U.S. Sen. Sherrod Brown (D., Ohio) said this morning he believes President Trump has betrayed the Great Lakes region by trying to eliminate funding for the U.S. Environmental Protection Agency’s Great Lakes Restoration Initiative and other environmental programs, from climate change research to Ohio Sea Grant funding.
“It makes no economic sense. It’s just a betrayal,” Mr. Brown told reporters in the hallway of the National Museum of the Great Lakes before headed into a panel his office convened for him to hear more directly about such concerns from Lake Erie shoreline business leaders, fishermen, Toledo drinking water officials, academic researchers and others.
“The problem is you have a President and a White House who’s hostile to this,” Mr. Brown said.
He noted the Great Lakes region was an important part of the voting bloc that got Mr. Trump elected over his Democratic rival, former U.S. Sen. and former U.S. Secretary of State Hillary Clinton of New York.
“To betray this region - and this is a betrayal - is just wrong,” he said.
Mr. Brown was joined at the news conference by Toledo Mayor Paula Hicks-Hudson, who added that she and other members of the U.S. Conference of Mayors have grave concerns about Mr. Trump’s proposed budget cuts to environmental programs.
She agreed the Great Lakes region has been betrayed.
“They haven’t recognized the work that’s been done previously,” Ms. Hicks-Hudson said, adding that she believes Mr. Trump is “not engaged on this level to understand” the issues and how Lake Erie water quality impacts the economy.
She stayed to watch the first 40 minutes of a presentation made to Mr. Brown by 12-person panel. Several other city officials are making presentations, as are University of Toledo science and legal experts, a Cedar Point executive, Lake Erie tourism officials, Ohio Sea Grant, and others. About another dozen are in the room as observers.
“There is no difference between a healthy environment and a healthy economy in the Great Lakes region,” one of the panelists, Chris Winslow, Ohio Sea Grant and Ohio State University Stone Laboratory director, said.
A Cedar Point executive said Lake Erie’s water quality directly affects Cedar Fair’s decision on whether to invest money in Sandusky or one of its 11 other major parks from Canada to California.
“Everything that happens to the lake is critical to us. We're more than just roller coasters. The lake is part of our DNA,” Lee A. Alexakos, Cedar Fair vice president of community relations, said.

### Dataset entries

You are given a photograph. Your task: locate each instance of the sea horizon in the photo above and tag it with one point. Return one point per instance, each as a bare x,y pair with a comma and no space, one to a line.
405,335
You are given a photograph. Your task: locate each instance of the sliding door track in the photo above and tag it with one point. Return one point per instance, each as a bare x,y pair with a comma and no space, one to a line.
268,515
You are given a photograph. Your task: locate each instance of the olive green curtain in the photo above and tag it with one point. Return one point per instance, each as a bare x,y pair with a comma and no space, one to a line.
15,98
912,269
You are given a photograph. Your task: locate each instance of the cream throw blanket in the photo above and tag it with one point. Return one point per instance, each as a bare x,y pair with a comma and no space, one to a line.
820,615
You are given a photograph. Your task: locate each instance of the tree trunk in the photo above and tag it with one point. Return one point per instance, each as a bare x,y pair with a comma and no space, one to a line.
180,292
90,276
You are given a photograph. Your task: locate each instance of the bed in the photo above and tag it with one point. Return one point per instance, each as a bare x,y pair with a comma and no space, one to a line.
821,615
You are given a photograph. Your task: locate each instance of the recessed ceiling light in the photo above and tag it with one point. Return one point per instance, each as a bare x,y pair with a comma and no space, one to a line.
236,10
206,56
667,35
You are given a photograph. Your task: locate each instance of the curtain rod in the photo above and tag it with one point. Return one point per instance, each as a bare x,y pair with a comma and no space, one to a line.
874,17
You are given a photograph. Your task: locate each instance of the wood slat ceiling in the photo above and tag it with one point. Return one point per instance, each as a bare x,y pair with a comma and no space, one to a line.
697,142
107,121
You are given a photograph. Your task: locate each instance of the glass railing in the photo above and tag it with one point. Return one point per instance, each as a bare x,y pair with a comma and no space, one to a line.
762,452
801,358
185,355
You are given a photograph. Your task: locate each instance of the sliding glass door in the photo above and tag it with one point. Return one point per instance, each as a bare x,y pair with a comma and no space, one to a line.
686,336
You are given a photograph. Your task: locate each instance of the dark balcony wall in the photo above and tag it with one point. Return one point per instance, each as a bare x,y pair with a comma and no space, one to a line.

### ACTIVITIES
1) Reproduce everything in the article on Great Lakes funding from "She agreed the" down to "impacts the economy.".
2) Answer these questions from the article on Great Lakes funding:
(a) Where was Mr. Brown when he spoke to reporters?
(b) Who joined Mr. Brown at the news conference?
(c) How many other major parks does Cedar Fair have besides the one in Sandusky?
Answer from the article on Great Lakes funding alone.

### EXPECTED OUTPUTS
1)
She agreed the Great Lakes region has been betrayed.
“They haven’t recognized the work that’s been done previously,” Ms. Hicks-Hudson said, adding that she believes Mr. Trump is “not engaged on this level to understand” the issues and how Lake Erie water quality impacts the economy.

2)
(a) In the hallway of the National Museum of the Great Lakes
(b) Toledo Mayor Paula Hicks-Hudson
(c) 11